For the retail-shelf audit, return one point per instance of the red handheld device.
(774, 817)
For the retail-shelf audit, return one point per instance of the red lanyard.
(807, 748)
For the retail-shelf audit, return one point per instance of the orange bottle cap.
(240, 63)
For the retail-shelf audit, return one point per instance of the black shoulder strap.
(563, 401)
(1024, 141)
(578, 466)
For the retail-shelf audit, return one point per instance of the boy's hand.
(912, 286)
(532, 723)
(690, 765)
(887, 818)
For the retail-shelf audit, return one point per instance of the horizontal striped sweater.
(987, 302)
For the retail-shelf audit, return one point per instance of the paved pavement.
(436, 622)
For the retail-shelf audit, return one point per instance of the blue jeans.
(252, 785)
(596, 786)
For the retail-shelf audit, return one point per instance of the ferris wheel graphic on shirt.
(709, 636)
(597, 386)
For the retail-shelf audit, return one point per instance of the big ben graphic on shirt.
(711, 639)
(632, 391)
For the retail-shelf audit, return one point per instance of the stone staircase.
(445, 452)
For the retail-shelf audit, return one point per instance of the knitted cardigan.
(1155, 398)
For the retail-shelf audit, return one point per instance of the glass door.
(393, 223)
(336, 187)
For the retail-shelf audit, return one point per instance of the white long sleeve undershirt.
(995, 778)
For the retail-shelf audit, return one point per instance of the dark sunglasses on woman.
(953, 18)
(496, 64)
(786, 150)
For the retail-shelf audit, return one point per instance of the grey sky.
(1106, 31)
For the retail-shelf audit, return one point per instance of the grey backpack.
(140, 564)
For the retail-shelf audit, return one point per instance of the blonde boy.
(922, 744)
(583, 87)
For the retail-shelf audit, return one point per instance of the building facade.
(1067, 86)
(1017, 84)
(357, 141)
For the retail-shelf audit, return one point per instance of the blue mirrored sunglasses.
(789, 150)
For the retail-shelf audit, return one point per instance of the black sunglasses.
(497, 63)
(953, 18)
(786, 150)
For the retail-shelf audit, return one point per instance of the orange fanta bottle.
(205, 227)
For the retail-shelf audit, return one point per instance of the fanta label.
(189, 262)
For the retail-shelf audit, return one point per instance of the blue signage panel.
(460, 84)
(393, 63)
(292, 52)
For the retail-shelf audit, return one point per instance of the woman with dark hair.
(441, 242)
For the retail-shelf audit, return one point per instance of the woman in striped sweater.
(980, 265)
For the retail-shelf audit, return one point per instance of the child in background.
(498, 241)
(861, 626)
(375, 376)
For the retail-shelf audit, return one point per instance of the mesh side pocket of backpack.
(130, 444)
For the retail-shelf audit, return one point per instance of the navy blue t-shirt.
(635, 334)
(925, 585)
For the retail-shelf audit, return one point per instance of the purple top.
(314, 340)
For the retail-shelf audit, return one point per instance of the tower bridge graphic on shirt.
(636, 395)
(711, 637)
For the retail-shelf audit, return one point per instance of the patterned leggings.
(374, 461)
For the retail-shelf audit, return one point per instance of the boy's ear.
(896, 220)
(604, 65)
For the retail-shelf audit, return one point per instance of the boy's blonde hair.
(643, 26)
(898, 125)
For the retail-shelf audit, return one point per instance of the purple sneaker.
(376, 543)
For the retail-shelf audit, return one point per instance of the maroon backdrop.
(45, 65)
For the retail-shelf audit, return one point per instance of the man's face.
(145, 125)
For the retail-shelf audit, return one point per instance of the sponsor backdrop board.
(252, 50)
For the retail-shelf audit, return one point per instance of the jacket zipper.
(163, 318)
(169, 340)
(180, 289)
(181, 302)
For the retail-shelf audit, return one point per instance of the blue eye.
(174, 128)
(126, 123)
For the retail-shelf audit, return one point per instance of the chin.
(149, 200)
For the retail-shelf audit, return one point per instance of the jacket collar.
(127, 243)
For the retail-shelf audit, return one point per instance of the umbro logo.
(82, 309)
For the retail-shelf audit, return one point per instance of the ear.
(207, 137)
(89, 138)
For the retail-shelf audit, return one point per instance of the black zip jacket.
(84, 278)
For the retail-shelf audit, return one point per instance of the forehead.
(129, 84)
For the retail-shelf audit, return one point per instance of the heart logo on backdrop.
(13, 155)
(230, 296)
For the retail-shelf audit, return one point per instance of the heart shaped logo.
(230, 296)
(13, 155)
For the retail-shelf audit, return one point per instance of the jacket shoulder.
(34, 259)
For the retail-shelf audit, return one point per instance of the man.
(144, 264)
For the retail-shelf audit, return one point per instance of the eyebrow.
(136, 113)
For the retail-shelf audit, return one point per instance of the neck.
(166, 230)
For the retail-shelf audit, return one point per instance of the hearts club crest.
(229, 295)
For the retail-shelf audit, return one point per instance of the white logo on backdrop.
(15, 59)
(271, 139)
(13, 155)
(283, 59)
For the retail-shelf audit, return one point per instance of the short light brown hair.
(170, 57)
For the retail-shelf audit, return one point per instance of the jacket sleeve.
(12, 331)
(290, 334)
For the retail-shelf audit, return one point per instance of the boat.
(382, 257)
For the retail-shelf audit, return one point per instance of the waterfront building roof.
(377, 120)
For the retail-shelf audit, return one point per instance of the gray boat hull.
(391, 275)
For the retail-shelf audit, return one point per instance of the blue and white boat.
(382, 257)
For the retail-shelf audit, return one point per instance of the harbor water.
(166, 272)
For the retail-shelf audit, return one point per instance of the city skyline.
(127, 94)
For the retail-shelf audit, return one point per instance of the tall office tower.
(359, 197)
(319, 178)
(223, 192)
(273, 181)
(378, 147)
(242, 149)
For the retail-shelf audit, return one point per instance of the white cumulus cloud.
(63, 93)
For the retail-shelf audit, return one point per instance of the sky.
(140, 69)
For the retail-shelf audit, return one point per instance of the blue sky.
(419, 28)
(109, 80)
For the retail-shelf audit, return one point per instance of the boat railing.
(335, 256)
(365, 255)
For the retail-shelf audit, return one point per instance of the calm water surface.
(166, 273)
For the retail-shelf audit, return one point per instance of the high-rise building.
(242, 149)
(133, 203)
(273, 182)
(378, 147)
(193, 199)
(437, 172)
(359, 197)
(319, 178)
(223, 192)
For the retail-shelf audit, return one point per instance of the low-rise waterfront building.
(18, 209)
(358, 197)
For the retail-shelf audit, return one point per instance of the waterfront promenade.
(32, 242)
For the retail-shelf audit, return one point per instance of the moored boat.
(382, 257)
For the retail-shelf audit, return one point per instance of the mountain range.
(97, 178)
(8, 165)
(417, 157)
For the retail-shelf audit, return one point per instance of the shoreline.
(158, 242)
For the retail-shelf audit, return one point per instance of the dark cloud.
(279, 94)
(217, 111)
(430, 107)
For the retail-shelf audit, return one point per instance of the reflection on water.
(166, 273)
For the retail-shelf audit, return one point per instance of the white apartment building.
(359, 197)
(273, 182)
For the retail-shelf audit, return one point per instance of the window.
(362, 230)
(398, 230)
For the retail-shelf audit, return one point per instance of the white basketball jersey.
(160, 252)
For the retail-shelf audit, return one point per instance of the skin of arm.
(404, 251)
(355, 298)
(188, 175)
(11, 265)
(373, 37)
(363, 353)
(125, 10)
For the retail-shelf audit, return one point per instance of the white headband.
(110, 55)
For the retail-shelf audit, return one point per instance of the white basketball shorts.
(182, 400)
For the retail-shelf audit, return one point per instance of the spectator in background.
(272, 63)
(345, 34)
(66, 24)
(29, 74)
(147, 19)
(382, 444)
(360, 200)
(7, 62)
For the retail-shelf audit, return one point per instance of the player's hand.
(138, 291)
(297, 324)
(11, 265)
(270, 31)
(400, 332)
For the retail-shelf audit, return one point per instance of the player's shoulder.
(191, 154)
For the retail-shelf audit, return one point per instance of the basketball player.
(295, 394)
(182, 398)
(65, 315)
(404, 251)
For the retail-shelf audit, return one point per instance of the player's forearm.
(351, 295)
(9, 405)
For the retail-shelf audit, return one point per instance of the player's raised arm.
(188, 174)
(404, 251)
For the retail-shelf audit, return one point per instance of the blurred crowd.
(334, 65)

_Problem requirements:_ I would like you to restate word for word the lines from the one with "the blurred crowd." through the last line of the material above, and only those.

_Task answer:_
For the retail-shelf audit, return one point per instance of the blurred crowd.
(334, 65)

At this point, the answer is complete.